## Brief
Beginning with the line where "Q: Report x and y for each instance of the distant" appears, restate the lines word for word through the last one in the listing.
::: Dataset rows
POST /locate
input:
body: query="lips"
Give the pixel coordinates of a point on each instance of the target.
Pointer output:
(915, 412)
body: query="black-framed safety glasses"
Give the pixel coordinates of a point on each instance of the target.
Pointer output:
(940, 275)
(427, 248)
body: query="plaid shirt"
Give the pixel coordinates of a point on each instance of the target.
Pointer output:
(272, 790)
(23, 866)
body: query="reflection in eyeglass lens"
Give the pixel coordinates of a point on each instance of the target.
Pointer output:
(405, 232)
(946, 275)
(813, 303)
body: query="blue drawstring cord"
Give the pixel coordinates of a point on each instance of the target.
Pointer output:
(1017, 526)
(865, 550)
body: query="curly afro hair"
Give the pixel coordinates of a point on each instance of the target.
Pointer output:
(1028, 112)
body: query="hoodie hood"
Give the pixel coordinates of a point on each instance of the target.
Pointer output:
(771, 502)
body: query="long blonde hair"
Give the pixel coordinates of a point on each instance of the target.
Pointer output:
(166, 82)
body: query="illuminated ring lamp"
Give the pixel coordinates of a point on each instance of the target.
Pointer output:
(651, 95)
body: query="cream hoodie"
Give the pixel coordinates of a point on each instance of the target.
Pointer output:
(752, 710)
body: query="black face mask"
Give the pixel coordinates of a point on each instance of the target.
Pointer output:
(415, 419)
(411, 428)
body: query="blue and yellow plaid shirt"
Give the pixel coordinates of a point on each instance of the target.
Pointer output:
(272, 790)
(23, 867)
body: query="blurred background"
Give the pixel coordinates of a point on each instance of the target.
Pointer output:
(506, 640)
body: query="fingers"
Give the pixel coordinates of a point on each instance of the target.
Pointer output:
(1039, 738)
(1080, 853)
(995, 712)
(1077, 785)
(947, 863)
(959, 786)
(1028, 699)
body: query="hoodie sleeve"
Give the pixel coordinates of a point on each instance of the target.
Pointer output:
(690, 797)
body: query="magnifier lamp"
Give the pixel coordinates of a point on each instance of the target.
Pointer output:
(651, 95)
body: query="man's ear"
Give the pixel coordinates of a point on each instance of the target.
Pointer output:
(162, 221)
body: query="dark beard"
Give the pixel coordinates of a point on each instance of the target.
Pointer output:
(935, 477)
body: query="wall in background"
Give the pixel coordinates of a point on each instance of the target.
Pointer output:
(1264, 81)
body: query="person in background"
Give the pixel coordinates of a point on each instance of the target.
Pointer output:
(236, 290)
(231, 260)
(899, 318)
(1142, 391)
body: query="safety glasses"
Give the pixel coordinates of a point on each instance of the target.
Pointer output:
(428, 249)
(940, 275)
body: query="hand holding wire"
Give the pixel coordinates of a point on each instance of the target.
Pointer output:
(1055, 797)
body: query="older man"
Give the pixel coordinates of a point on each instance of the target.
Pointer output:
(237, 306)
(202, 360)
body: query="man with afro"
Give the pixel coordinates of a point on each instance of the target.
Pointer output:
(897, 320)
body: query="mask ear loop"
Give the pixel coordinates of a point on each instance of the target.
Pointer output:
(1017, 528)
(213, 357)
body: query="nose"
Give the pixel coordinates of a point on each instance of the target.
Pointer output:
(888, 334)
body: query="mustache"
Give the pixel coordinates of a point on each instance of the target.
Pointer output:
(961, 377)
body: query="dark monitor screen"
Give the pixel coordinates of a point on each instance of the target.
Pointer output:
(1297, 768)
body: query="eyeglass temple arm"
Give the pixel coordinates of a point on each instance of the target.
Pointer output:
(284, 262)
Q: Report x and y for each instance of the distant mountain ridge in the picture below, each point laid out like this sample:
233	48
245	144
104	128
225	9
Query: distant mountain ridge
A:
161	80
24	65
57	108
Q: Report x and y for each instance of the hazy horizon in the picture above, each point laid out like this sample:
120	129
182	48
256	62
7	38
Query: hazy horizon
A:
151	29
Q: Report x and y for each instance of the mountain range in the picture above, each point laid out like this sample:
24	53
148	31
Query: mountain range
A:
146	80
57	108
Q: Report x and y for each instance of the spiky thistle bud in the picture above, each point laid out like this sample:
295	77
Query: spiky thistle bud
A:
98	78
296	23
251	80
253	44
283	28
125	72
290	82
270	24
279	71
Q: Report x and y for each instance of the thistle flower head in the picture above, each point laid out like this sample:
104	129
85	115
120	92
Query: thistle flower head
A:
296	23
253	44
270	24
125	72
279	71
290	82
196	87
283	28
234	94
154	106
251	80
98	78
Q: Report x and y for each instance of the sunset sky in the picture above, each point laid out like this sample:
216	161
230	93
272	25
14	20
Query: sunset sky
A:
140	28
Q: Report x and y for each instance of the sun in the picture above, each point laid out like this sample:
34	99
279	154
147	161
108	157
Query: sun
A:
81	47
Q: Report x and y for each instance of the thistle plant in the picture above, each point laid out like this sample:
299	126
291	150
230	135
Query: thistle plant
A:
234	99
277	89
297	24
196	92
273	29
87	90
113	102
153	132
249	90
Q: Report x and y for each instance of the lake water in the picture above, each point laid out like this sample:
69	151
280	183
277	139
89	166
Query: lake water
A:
::::::
## Response to this exercise
Q: Report x and y for each instance of the distant mountain ridge in the picture below, each point laid out like this sample:
233	48
245	144
104	128
225	9
Query: distant mountain ridge
A:
161	80
24	65
57	108
Q: Report x and y for each instance of the hazy horizon in the picture above, each point laid out like this sample:
120	129
182	48
256	62
7	38
Query: hazy horizon
A:
151	29
Q: Report x and y for each instance of the mountain range in the picture above, each point laid out like this sample:
24	53
148	31
Query: mountain range
A:
146	80
57	108
Q: Report x and y for each instance of the spiky thistle bud in the picture above, each point laid out like this sample:
295	77
Query: spiky thistle bud
A:
98	78
296	23
251	80
253	44
283	28
125	72
290	82
270	24
279	71
Q: Report x and y for each instance of the thistle flower head in the picture above, each point laid out like this sample:
104	129
85	115
120	92
Query: thistle flower head
A:
296	23
253	44
270	24
125	72
279	71
290	82
196	87
283	28
234	94
154	106
251	80
98	78
Q: Report x and y for each instance of the sunset sky in the picture above, each point laid out like this sample:
216	161
230	93
272	25
14	20
Query: sunset sky
A:
140	28
Q: Report x and y for each instance of the sun in the picture above, each point laid out like this sample:
34	99
279	154
147	161
108	157
Query: sun
A:
81	47
Q: Report x and y for each instance of the thistle plant in the picture above, each point laid out like this sample:
299	126
291	150
230	135
Query: thistle plant
A:
234	99
277	89
297	24
196	92
273	29
87	90
113	102
153	132
249	90
Q: Report x and y for each instance of the lake water in the picture above, each point laid out like this sample:
69	151
280	183
277	139
89	166
Query: lake water
A:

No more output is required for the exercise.